[Start of section]

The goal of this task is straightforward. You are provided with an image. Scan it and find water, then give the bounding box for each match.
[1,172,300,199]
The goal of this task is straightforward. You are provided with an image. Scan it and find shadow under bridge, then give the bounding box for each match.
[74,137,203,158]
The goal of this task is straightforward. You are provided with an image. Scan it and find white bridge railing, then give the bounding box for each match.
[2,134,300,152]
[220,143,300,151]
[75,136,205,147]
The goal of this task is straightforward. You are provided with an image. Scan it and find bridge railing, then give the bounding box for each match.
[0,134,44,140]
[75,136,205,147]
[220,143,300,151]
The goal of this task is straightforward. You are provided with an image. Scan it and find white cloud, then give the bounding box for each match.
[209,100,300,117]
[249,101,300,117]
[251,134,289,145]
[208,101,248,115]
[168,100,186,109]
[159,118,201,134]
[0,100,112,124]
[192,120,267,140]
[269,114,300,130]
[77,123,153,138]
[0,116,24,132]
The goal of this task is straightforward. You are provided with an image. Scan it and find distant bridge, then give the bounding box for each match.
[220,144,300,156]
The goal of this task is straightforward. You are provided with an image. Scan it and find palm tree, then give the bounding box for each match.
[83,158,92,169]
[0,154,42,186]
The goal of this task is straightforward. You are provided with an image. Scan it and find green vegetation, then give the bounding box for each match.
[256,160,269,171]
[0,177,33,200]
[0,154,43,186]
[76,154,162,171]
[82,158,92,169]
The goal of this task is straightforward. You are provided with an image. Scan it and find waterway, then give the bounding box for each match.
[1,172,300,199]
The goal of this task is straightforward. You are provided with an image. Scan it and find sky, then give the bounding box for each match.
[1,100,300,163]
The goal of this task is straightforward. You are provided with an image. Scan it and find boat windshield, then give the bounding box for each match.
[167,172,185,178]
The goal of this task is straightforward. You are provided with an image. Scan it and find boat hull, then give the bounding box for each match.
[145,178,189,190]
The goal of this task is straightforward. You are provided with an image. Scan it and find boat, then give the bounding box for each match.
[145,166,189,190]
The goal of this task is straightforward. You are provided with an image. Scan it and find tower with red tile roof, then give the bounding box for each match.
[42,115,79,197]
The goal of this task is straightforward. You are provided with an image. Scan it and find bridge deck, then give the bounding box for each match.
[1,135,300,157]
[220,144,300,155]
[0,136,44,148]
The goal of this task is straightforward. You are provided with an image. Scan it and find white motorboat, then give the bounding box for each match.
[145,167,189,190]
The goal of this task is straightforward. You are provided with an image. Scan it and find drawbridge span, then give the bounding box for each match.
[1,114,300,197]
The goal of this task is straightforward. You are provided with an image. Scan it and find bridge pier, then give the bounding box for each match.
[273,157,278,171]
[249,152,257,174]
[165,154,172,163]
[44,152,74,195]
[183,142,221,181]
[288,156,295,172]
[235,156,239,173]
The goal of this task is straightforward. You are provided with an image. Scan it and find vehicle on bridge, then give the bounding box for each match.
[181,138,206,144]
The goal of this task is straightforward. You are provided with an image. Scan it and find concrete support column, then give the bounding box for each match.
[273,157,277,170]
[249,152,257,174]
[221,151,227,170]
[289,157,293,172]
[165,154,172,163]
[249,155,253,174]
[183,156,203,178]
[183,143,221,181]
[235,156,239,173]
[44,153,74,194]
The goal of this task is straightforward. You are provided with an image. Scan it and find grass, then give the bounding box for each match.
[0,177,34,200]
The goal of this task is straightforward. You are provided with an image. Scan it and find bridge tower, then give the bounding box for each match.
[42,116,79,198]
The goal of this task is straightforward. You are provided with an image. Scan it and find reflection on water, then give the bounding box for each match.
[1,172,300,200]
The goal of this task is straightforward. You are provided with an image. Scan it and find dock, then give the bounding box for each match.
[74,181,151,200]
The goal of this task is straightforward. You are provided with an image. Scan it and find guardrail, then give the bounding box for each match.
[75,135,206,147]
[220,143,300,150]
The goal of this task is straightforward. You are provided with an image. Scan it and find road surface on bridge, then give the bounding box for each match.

[End of section]

PROBLEM REQUIREMENTS:
Give a word-for-word copy of the records.

WRITTEN ANSWER:
The goal of this task is straightforward. You are provided with an image. Scan it and find water, then give the bounding box for each match.
[1,172,300,199]
The goal of this task is straightforward. You are provided with an image. Scan it and find shadow under bridge, then give the bounding box for each match.
[74,137,203,158]
The goal of this task is straightforward. You are provided with an image. Scan it and find white bridge railing, then give the bounding box for each match.
[2,134,300,152]
[220,143,300,151]
[75,136,205,147]
The goal of this task is straightforward. You are provided with an image. Scan it and find bridge railing, then give the bounding box for each match.
[0,134,44,140]
[75,136,205,147]
[220,143,300,151]
The goal of this task is straightforward. You are provided with an image. Scan it and find white cloud, then give the bounding box for each match.
[209,100,300,117]
[249,101,300,117]
[251,134,289,145]
[208,101,248,115]
[168,100,186,109]
[159,118,201,134]
[0,100,112,124]
[192,120,267,140]
[269,114,300,130]
[77,123,153,138]
[0,116,24,132]
The goal of this task is straightforward. You are provided with an image. Scan it and find distant bridge, then give the bounding box for each match.
[220,144,300,156]
The goal of this task is straightforward. You are provided with an image. Scan it and find palm tree, then give the bounding box for each match.
[83,158,92,169]
[0,154,42,186]
The goal of this task is straightforward. You are provided with an image. Scan it and find green vegetation, then give the bounding box for each match.
[256,160,269,171]
[0,177,33,200]
[0,154,43,186]
[76,154,162,171]
[82,158,92,169]
The goal of this task is straightforward. You are provided with an image. Scan it and find waterway, then give the bounding box for each match.
[1,172,300,199]
The goal of this task is straightforward. You are provided with an image. Scan it and find sky, then give the bounding box for each match.
[1,100,300,163]
The goal of this task is straightforward. You are provided with an image. Scan it and find boat windshield, then give the bounding box for each match.
[167,172,185,178]
The goal of this task is straightforward. You are provided with an image. Scan it and find boat hull, then give the bounding box for each match.
[145,178,189,190]
The goal of this task is straightforward. You are provided with an image. Scan it and find boat, then give the bounding box for each match.
[145,166,189,190]
The goal of this task is straightforward. You are provided with an image. Scan it and find tower with red tile roof, then give the bounding box for each match.
[42,115,79,197]
The goal of this task is straightforward. You are provided with an image. Scan it and find bridge deck, then give the bounding box for each match.
[1,135,300,157]
[220,144,300,155]
[0,136,44,148]
The goal of this task is straightforward. You are provided with an image. Scan it and find white motorboat, then give the bounding box for each match.
[145,167,189,190]
The goal of this task is straightforward. You are provided with an image. Scan it and find drawbridge span, then give the bounding box for each match.
[1,114,300,197]
The goal of this task is straightforward. You are provided with an image. Scan it and find bridge pier, then give the bounding box for each match.
[273,157,278,171]
[249,152,257,174]
[165,154,172,163]
[44,152,74,195]
[183,142,221,181]
[288,156,295,172]
[235,156,239,173]
The goal of this task is straightforward. You are provided with an image. Scan it and find vehicle on bridge, then give the bounding box for each match.
[181,138,206,144]
The goal of this task is straightforward. You are provided with an image. Scan it and find concrete support column, then give the bounding box for each match.
[273,157,277,170]
[249,152,257,174]
[221,151,227,170]
[289,157,293,172]
[165,154,172,163]
[249,155,253,174]
[183,156,203,178]
[183,143,221,181]
[235,156,239,173]
[44,153,74,194]
The goal of this task is straightforward. You are provided with an image. Scan it and find grass, then give the bounding box for each match.
[0,177,34,200]
The goal of this task is straightforward. You are provided with an image. Scan it and find bridge tower, then give the bounding box for each match.
[42,116,79,198]
The goal of this task is straightforward. You are provided with an image. Scan it and find reflection on water, then give the bounding box for each match.
[1,172,300,200]
The goal of this task is straightforward. You are provided with an image. Scan it and find dock, then give the bounding box for each match.
[74,181,151,200]
The goal of this task is straightforward. You are provided with an image. Scan it and find guardrail, then give the bounding box for each match.
[75,135,206,147]
[220,143,300,150]
The goal of this task is straightforward. You are provided with an image. Scan it and find road surface on bridge, then give the bounding box for each match.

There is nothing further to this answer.